## Excerpt to read
-------

While the gold standard for tour diaries may still be Rollins' Get in the Van, Turner's memories of more than a thousand gigs in The Road Beneath My Feet are entertaining and heartfelt.

Turner’s rise from post-hardcore frontman to Olympic Opening Ceremony opening act is remarkable.

For those who don’t know him, English singer-songwriter Frank Turner is a pretty big star in his homeland. He has headlined Wembley Arena, the O2 Arena, played at the opening of the 2012 London Olympics, and hosted his own four-day festival, Lost Evenings, at the London Roundhouse in 2017. Educated at Eton College, Turner fronted the British post-hardcore group Million Dead beginning in 2000, and this book begins with the death throes of Million Dead.

Turner has also taken on the task of meticulously tracking his incredible gigography as a solo artist (always available on his website Frank-Turner.com). As of this review, he has played 2,074 gigs in 45 US states and in 45 countries. While tracking his shows, Turner includes not only ticket-selling gigs, but other impromptu public performances in parking lots, coffee houses, and public parks. For example, I attended gig #1574, at Atlanta’s Candler Park Festival, but gig #1575 took place just hours later, as Frank announced via Twitter that he was going to play a solo acoustic set in Atlanta’s Little Five Points neighborhood. His commitment to keeping his gig history alive is furthered in his new book, The Road Beneath My Feet, a partial tour diary of his first 1217 shows.

Turner’s rise from post-hardcore frontman to Olympic Opening Ceremony opening act is remarkable, and the book begins with Million Dead show #247, ironically more of a whimper than a bang, in Southampton in September of 2005. After five years, the band had collapsed under the strain of being a touring band in an unstable industry. It didn’t help, as Turner notes, that “we were terrible communicators and fell out of friendship with each other as time went by.” Just a few weeks later, Turner is playing a solo gig (technically, number eight, because he had played a few solo shows before the breakup of the band), armed with a bag of CD-Rs of his solo work, at a café in Southend-on-Sea, beginning an amazing run as a live musician. Along the way he builds a band, The Sleeping Souls, and a repertoire of crowd-pleasing anthems and heartbroken ballads.

-------

(Source records)
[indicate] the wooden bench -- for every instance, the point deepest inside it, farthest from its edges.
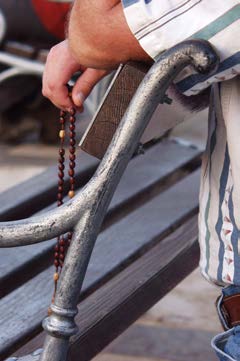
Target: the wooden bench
(147, 245)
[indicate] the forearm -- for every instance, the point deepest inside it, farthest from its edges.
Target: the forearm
(99, 36)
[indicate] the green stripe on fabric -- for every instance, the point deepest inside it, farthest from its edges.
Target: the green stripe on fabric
(219, 24)
(208, 235)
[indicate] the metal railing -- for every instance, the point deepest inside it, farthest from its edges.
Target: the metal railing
(86, 212)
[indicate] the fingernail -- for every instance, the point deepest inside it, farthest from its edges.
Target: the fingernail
(80, 98)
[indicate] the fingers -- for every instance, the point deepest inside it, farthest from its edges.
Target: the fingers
(59, 68)
(85, 84)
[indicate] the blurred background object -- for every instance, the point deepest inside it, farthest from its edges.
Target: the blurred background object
(28, 29)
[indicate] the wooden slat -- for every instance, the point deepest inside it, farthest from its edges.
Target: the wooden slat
(32, 195)
(112, 108)
(116, 247)
(111, 309)
(143, 179)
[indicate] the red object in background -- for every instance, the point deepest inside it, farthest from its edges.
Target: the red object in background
(52, 15)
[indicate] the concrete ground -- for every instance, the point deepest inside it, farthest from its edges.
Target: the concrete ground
(180, 327)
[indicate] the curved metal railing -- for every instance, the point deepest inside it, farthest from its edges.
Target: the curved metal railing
(86, 212)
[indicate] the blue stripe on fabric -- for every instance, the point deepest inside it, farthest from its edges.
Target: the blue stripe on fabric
(194, 79)
(127, 3)
(234, 240)
(219, 224)
(206, 215)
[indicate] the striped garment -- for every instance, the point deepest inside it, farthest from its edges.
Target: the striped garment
(161, 24)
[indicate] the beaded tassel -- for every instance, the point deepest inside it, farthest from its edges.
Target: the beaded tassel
(63, 241)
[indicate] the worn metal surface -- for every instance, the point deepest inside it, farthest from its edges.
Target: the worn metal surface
(86, 213)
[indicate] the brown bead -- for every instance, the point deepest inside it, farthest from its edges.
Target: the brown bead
(72, 134)
(56, 263)
(72, 157)
(59, 196)
(61, 160)
(72, 150)
(61, 134)
(71, 194)
(62, 113)
(61, 167)
(72, 181)
(55, 277)
(71, 172)
(61, 175)
(72, 112)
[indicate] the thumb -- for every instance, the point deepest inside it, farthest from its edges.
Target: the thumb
(85, 84)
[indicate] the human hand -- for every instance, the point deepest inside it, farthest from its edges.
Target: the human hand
(100, 37)
(60, 67)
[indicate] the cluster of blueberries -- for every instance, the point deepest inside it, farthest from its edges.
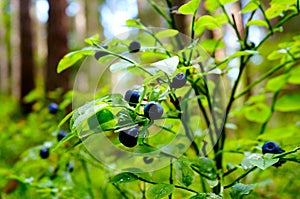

-------

Answer these questions using the book review.
(a) What was the name of the four-day festival Turner hosted at the London Roundhouse?
(b) As of the review, how many gigs had Turner played?
(c) In what town and in what month and year did Million Dead play show #247?

## Completed exercise
(a) Lost Evenings
(b) 2,074
(c) Southampton, September 2005